◆ **WORK REQUIRED**
Reproduce every line below from the one containing "Target: gravel driveway" down to the one containing "113], [67, 117]]", both of those included.
== EXERCISE DATA ==
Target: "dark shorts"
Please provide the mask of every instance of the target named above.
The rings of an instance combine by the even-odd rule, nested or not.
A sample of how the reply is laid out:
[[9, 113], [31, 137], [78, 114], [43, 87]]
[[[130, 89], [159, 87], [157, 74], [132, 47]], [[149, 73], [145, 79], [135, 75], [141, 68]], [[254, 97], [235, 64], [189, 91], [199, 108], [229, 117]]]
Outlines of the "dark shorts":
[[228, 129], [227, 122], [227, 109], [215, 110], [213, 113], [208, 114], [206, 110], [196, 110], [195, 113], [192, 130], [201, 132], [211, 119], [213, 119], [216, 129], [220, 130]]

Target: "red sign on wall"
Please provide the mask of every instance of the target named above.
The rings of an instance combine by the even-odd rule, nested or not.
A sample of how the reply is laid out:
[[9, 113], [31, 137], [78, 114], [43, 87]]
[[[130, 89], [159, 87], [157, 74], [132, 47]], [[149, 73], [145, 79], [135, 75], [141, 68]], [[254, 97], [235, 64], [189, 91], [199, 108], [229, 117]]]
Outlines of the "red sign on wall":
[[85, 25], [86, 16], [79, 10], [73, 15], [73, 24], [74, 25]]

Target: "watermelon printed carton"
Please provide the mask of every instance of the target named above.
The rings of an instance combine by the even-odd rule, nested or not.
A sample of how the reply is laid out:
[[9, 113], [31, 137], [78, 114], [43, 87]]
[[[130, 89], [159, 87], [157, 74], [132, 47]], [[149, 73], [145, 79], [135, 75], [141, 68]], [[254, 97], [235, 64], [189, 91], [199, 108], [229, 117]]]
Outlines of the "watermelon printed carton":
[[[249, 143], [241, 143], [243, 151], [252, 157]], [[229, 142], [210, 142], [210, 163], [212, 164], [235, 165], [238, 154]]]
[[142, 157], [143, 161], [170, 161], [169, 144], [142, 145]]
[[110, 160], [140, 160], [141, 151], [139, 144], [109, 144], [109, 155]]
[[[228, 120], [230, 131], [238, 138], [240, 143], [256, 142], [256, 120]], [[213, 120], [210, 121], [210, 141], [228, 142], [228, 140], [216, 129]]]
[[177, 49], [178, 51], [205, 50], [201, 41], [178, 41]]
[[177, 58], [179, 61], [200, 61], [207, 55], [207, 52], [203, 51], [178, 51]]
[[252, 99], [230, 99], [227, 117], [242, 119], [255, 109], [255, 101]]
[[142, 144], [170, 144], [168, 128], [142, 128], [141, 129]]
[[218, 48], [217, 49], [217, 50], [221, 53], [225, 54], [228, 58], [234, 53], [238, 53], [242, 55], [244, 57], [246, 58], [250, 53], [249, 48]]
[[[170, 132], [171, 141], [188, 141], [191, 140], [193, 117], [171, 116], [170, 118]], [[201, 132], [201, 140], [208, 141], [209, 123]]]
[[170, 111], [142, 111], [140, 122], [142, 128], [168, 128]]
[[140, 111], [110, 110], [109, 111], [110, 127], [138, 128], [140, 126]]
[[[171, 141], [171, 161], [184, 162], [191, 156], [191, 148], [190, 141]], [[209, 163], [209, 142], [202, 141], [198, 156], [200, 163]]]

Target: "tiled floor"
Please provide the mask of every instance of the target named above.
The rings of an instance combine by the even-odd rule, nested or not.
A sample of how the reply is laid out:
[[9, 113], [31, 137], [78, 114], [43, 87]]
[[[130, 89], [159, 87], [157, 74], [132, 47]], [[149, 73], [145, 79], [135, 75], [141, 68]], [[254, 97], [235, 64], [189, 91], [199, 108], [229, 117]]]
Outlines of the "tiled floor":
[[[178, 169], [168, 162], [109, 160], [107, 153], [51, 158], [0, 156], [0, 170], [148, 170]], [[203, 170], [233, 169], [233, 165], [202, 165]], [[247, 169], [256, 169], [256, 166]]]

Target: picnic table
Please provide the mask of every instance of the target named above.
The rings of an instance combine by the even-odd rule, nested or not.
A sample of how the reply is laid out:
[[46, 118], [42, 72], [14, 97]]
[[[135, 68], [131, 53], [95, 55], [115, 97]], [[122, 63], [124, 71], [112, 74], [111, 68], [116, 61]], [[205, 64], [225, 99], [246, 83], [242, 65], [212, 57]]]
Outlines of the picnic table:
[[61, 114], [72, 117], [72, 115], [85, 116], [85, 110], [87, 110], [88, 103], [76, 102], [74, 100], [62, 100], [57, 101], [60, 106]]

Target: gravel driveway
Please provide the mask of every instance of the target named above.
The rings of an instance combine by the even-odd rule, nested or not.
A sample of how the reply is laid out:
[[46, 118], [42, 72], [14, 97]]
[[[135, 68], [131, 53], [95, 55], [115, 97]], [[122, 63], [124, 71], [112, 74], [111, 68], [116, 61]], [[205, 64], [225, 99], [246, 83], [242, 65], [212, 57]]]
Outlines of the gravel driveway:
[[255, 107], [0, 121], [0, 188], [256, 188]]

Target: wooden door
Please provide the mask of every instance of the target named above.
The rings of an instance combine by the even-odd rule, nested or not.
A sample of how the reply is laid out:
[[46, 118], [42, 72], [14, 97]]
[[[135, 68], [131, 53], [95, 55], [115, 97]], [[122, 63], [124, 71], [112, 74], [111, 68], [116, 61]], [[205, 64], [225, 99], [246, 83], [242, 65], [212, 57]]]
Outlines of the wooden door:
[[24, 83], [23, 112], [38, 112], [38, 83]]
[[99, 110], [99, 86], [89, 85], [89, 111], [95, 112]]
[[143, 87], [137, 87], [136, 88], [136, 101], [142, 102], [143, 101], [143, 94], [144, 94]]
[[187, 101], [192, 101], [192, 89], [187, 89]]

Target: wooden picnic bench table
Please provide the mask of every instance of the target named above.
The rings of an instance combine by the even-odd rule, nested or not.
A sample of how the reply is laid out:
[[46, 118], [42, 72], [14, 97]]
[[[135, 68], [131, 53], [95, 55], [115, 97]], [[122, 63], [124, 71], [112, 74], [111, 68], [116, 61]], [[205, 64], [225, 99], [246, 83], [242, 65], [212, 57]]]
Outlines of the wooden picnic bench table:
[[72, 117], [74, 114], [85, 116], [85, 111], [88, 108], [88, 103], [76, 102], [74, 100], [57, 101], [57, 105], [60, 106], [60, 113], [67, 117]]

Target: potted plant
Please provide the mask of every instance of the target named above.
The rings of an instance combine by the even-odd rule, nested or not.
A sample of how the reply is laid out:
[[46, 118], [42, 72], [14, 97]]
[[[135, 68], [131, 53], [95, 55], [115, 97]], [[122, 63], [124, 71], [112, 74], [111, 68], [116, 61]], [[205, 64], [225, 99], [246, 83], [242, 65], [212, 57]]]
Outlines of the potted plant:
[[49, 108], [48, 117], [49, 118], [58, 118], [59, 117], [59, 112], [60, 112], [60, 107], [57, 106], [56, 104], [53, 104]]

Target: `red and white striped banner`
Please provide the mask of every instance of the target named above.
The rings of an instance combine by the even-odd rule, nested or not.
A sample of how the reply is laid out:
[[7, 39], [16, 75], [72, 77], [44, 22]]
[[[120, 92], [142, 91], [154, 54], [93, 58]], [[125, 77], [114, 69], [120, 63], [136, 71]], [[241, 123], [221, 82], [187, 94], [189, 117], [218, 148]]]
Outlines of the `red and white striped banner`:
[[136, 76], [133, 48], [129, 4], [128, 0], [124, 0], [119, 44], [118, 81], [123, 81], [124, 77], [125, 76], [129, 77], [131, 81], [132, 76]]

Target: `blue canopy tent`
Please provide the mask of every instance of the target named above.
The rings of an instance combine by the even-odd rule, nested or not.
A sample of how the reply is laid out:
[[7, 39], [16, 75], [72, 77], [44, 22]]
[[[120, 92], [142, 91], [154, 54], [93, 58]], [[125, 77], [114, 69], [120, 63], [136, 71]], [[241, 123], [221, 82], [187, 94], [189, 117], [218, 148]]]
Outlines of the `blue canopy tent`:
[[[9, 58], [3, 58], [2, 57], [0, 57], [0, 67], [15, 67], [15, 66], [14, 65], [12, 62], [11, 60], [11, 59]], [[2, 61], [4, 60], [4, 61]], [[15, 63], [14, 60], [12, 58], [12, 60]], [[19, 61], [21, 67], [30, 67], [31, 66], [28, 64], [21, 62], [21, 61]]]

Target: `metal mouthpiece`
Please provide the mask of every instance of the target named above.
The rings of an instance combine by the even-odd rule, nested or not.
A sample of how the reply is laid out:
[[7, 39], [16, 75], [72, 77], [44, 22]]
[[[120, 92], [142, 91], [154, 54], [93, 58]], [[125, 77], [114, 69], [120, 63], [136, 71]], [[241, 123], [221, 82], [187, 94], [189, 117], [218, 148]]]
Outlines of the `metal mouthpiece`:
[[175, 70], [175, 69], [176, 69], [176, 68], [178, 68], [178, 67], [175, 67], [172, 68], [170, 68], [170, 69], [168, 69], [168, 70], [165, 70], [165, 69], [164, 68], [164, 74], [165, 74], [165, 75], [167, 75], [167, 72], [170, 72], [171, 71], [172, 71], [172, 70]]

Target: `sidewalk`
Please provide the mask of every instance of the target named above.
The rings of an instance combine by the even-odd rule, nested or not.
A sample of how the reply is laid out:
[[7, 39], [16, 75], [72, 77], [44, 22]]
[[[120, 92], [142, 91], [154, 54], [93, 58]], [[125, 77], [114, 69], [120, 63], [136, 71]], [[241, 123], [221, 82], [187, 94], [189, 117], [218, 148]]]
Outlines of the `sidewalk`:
===
◆ **EXPECTED ANSWER**
Target: gravel driveway
Please provide the mask of every instance of the target named above.
The rings of an instance combine by the even-odd rule, nested or not.
A sample of how the reply is laid out:
[[46, 118], [42, 72], [14, 97]]
[[[135, 68], [131, 53], [95, 55], [115, 97]], [[122, 63], [124, 71], [112, 74], [111, 68], [116, 61]], [[205, 64], [225, 99], [246, 83], [242, 65], [212, 57]]]
Outlines of the gravel driveway:
[[255, 107], [0, 121], [0, 188], [256, 188]]

Target: wooden door
Please provide the mask of every instance of the target named above.
The rings of an instance combine by the even-odd rule, nested or not.
A sample of how the reply is laid out:
[[46, 118], [42, 72], [14, 97]]
[[[135, 68], [131, 53], [95, 55], [115, 97]], [[122, 63], [124, 71], [112, 74], [111, 68], [116, 61]], [[205, 64], [225, 99], [246, 83], [242, 65], [212, 57]]]
Outlines of the wooden door:
[[24, 83], [23, 112], [38, 112], [38, 83]]
[[99, 110], [99, 86], [89, 85], [89, 111], [95, 112]]
[[143, 87], [137, 87], [136, 88], [136, 101], [142, 102], [143, 101], [143, 94], [144, 94]]
[[187, 101], [192, 101], [192, 89], [187, 89]]

Target: wooden picnic bench table
Please provide the mask of every instance of the target named above.
The rings of an instance combine by the even-odd rule, nested or not.
A sample of how the reply is laid out:
[[46, 118], [42, 72], [14, 97]]
[[[135, 68], [131, 53], [95, 55], [115, 97]], [[122, 63], [124, 71], [112, 74], [111, 68], [116, 61]], [[205, 64], [225, 99], [246, 83], [242, 65], [212, 57]]]
Outlines of the wooden picnic bench table:
[[72, 117], [74, 114], [85, 116], [85, 111], [88, 108], [88, 103], [76, 102], [74, 100], [57, 101], [57, 105], [60, 106], [60, 113], [67, 117]]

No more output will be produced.